◆ Directive
Print every line of the listing below exactly, changing nothing.

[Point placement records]
** BEGIN **
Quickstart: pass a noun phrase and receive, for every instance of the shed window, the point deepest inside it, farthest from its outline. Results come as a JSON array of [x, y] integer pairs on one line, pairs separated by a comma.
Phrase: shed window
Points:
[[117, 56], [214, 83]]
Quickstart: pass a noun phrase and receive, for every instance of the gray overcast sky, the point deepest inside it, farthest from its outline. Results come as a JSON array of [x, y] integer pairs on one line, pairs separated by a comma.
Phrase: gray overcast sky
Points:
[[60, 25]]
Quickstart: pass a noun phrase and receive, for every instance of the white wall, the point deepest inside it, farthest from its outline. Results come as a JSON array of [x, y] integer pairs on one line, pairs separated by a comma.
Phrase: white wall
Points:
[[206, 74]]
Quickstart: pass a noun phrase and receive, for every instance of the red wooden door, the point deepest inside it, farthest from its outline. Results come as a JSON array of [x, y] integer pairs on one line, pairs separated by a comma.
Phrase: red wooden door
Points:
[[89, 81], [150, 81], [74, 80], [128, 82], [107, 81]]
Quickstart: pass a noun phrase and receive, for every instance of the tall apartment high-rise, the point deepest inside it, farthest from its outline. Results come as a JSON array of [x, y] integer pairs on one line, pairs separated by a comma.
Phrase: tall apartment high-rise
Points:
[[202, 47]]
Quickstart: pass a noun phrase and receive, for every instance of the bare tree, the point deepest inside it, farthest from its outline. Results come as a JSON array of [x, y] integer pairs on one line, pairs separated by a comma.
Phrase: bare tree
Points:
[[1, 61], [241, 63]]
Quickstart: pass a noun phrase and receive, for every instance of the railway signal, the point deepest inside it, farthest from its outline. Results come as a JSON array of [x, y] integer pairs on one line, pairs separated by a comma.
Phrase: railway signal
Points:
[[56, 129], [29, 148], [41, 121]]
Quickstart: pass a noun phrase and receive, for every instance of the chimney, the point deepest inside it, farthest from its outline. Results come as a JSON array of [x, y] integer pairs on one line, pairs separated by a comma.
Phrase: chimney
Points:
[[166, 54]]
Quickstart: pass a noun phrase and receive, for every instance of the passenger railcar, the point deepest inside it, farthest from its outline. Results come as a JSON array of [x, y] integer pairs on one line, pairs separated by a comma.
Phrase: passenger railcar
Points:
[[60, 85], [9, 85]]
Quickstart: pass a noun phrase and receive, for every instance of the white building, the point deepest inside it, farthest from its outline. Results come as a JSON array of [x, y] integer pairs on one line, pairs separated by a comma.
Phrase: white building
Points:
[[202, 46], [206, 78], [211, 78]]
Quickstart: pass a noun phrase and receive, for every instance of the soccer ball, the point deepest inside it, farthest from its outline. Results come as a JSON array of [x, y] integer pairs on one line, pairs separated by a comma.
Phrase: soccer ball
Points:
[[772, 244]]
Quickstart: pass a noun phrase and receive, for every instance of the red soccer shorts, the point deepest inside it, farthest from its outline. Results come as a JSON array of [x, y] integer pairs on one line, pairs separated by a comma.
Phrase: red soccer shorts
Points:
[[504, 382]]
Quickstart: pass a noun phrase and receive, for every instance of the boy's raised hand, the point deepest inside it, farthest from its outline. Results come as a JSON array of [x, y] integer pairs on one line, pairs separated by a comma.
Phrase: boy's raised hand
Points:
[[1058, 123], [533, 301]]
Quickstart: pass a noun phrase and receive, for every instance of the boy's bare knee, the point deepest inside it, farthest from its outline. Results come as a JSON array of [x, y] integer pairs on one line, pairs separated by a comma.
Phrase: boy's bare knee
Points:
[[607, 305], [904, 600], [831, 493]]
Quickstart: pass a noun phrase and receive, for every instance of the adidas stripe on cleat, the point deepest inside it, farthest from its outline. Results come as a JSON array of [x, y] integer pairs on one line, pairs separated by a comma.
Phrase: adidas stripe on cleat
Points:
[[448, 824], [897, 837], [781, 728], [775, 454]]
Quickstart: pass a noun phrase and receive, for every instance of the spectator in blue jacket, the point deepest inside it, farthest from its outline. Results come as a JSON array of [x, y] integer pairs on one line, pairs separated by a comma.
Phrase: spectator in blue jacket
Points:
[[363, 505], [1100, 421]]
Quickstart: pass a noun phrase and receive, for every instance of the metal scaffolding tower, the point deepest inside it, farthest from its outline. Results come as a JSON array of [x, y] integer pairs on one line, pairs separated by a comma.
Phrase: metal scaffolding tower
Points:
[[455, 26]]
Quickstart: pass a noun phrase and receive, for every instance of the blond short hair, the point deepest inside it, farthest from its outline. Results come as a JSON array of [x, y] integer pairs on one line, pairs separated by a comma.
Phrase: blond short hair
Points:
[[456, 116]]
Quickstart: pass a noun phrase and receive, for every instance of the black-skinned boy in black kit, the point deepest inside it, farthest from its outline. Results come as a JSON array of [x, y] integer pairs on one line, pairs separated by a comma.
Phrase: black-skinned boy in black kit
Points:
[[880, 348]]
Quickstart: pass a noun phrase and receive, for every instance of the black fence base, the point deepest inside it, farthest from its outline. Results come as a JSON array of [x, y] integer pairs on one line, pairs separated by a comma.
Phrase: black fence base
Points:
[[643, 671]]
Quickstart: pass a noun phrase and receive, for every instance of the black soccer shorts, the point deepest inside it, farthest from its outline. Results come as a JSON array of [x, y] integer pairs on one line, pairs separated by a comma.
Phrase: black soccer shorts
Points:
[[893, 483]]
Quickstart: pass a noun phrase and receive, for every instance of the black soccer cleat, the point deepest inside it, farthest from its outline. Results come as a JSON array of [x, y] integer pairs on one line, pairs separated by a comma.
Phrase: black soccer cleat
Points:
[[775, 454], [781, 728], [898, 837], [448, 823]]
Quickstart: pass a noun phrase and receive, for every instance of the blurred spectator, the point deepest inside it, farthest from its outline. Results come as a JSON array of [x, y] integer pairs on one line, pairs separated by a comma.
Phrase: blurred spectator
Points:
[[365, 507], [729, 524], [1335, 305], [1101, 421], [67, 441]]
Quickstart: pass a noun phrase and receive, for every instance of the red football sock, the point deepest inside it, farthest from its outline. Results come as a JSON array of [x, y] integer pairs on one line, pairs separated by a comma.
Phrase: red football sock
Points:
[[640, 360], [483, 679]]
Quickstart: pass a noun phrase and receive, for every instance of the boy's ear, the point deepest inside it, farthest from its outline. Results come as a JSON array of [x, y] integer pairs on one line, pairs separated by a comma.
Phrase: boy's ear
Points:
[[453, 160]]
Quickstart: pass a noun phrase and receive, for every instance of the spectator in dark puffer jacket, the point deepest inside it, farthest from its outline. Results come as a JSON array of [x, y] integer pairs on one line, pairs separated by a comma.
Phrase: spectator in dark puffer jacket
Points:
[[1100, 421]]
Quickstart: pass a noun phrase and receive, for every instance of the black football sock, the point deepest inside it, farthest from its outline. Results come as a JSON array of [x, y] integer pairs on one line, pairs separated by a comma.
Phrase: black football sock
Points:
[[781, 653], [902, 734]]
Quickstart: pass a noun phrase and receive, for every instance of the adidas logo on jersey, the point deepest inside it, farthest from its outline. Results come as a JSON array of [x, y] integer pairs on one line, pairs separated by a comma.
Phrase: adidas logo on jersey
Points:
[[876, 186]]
** END **
◆ Solved problem
Quickstart: pass a noun phrase and receive, for every instance of the shed window, the point deepest inside it, farthest from its outline. Results come as a JSON array of [x, y] integer pairs on one line, pairs separated by a comma.
Phrase: shed window
Points:
[[117, 56], [214, 83]]
Quickstart: pass a noun phrase and receive, for every instance of the gray overcast sky, the point deepest inside it, farthest from its outline. Results come as a JSON array of [x, y] integer pairs on one line, pairs separated by a comma.
Phrase: gray overcast sky
Points:
[[60, 25]]
Quickstart: pass a noun phrase and receive, for every instance of the white wall, the point deepest inside it, farthest from its outline. Results come as a JSON array of [x, y] integer pairs on one line, pairs separated by a comma.
Phrase: white wall
Points:
[[206, 74]]
Quickstart: pass a noun phrase and receive, for every instance of the red wooden door, the point deepest inside it, farthest from its outline. Results come as a JSON array of [x, y] integer pairs on one line, pairs separated by a comma.
Phrase: red wooden door
Points:
[[89, 81], [150, 81], [74, 80], [128, 82], [107, 81]]
Quickstart: pass a noun phrase and receive, for every instance of the tall apartment high-rise, the point deepest inside it, farthest from its outline. Results come as a JSON array of [x, y] integer pairs on one line, pairs separated by a comma.
Phrase: tall apartment high-rise
Points:
[[202, 47]]
Quickstart: pass a noun phrase and receive, for every instance of the bare tree, the point deepest inside it, farthest from its outline. Results come as a JSON array of [x, y] integer pairs on one line, pairs separated by a comma.
Phrase: bare tree
Points:
[[1, 61], [241, 63]]
Quickstart: pass a noun phrase and receive, for every instance of the railway signal, the point deepest inside it, farthest from its outline. Results come as a JSON array of [x, y] integer pairs on one line, pairs separated by a comma.
Phrase: railway signal
Points:
[[56, 129], [29, 148], [41, 121]]
Quickstart: pass a noun phrase and receive, for every instance of the chimney, the point deepest inside it, farthest from its outline. Results come as a JSON array of [x, y] integer pairs on one line, pairs separated by a comma.
Phrase: chimney
Points:
[[166, 54]]
Quickstart: pass a noun phrase and receive, for every instance of the passenger railcar, the point deepest inside it, farthest from its outline. Results come as a JSON array of [x, y] integer pairs on one line, pairs separated by a comma.
Phrase: passenger railcar
Points:
[[60, 85], [9, 85]]
Quickstart: pass a noun phrase and receive, for every instance of the white building, the point deepest inside it, farthest from its outline. Results come as a JSON array of [x, y] integer pairs on one line, pairs separated by a comma.
Phrase: white building
Points:
[[202, 46], [206, 78], [211, 78]]
Quickstart: pass a noun phrase and receive, for every instance of the soccer ball, the point deepest inside it, farthest from its outline. Results come as a JSON array of [x, y] integer pairs on one line, pairs separated by a comma.
Phrase: soccer ball
Points:
[[772, 244]]
Quickstart: pass a noun phrase and receive, for every instance of the red soccer shorts, the point deepest inside it, farthest from its outline. Results come as a JSON array of [x, y] integer pairs on one line, pairs separated by a comma.
Phrase: red soccer shorts
Points:
[[504, 382]]
Quickstart: pass a noun phrase and receive, for every instance of the boy's raised hand, the point deepest inside it, farthest from its outline. Results come as a JSON array of [x, y] integer pairs on one line, pairs separated by a comma.
Phrase: boy's raised hand
Points:
[[1058, 123], [533, 301]]
Quickstart: pass a noun phrase and receive, for every instance of the boy's bare knee, the point deepest inside it, farthest from its outline. Results come as a JSON array of [x, y] integer pairs on one line, pairs separated by a comma.
Phrase: boy's bare knee
Points:
[[607, 305], [904, 600], [831, 493]]
Quickstart: pass a noun phrase and receive, for every instance of the adidas stripe on cleat, the point deepest inside it, farthest from its outline. Results come as a JSON array of [x, y] integer pairs on one line, pairs separated by a comma.
Phrase: adidas stripe on cleat
Points:
[[448, 824], [897, 837], [781, 728], [775, 454]]
Quickstart: pass a noun phrase and receive, for every instance of the spectator in blue jacket, the point deepest inside it, farthest from its outline. Results come as a JSON array of [x, y] integer pairs on one line, pairs separated by a comma.
Phrase: spectator in blue jacket
Points:
[[363, 505], [1100, 421]]
Quickstart: pass a noun phrase and receive, for every instance of the metal scaffolding tower, the point deepest inside it, farthest from its outline. Results come as a JSON array of [x, y] integer pairs on one line, pairs separated by a comma.
Phrase: metal scaffolding tower
Points:
[[455, 26]]
Quickstart: pass a noun phrase and receive, for every instance of the blond short hair, the point deepest inside it, farthest from its outline. Results come as a JSON array of [x, y] integer pairs on one line, pairs separated by a comma.
Phrase: blond short hair
Points:
[[456, 116]]
Quickstart: pass a noun phrase and receive, for every instance of the black-skinned boy in black kit, the point deepest inside it, farthest from its outline. Results come as a JSON array of [x, y] integer pairs on one line, pairs separated by a comma.
Phrase: black-skinned boy in black kit
Points:
[[880, 348]]
Quickstart: pass a noun phrase and receive, for every instance of the black fence base, the point deepest inside it, farthest from its outline. Results come as a JSON array of [x, y] integer pairs on one line, pairs separated by a comma.
Phrase: black fence base
Points:
[[643, 671]]
Quickstart: pass a noun phrase and receive, for every instance of the black soccer shorts, the point deepest inside it, farthest from its outline. Results come as a JSON array of [x, y] integer pairs on one line, pairs separated by a comma.
Phrase: black soccer shorts
Points:
[[893, 483]]
Quickstart: pass a noun phrase and receive, for every instance of the black soccer cleat, the point deepest inside it, farthest from its outline. Results come as a JSON array of [x, y] integer pairs on one line, pairs separated by a comma.
Phrase: black soccer cleat
Points:
[[775, 454], [781, 728], [898, 837], [448, 823]]
Quickstart: pass a noun phrase and receive, for every instance of the blurred spectator, the point deepest inside it, farthest from its outline. Results come as a JSON array of [x, y] integer pairs on one line, pairs separated by a comma.
Phrase: blurred spectator
Points:
[[365, 507], [729, 524], [1335, 305], [1101, 421], [67, 441]]
Quickstart: pass a noun phrase and receive, for every instance of the red football sock, the point deepest inside it, farthest from its outline. Results come as a JSON array of [x, y] integer pairs on one line, pairs separated by a comma.
Phrase: red football sock
Points:
[[640, 360], [483, 679]]
Quickstart: pass a noun phrase and receive, for every instance of the boy's ear, the point deepest inside it, farthest from its outline. Results come as a JSON array of [x, y] integer pairs on one line, pairs separated by a comma.
Phrase: boy's ear
Points:
[[453, 160]]
Quickstart: pass a noun phrase and receive, for every instance of the spectator in dark puffer jacket, the point deepest inside it, farthest from its outline. Results come as a JSON array of [x, y] integer pairs on one line, pairs separated by a comma.
Phrase: spectator in dark puffer jacket
Points:
[[1100, 421]]
Quickstart: pass a noun phrase and receive, for every instance of the black football sock, the point deepest inside it, farthest from its outline. Results come as a JSON array of [x, y] integer pairs on one line, pairs separated by a comma.
Phrase: black football sock
Points:
[[781, 653], [902, 734]]
Quickstart: pass a noun phrase and receive, for every instance of the adidas logo on jersey, the point deepest inside it, farthest from its outline. Results come as a JSON array of [x, y] integer pairs on one line, pairs separated by a comma.
Phrase: adidas logo on jersey
Points:
[[876, 186]]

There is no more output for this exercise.